### Assigned task
Which lines of the data below contain "instance"? Please show them all.

Stored data entries:
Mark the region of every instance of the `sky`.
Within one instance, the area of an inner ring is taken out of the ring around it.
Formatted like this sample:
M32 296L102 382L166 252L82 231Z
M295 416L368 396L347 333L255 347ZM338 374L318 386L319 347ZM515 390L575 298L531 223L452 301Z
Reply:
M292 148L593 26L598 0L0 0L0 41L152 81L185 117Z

### Task answer
Mark the region of every instance of the `sky`.
Within one instance, the area of an inner ring is taken out of the ring around it.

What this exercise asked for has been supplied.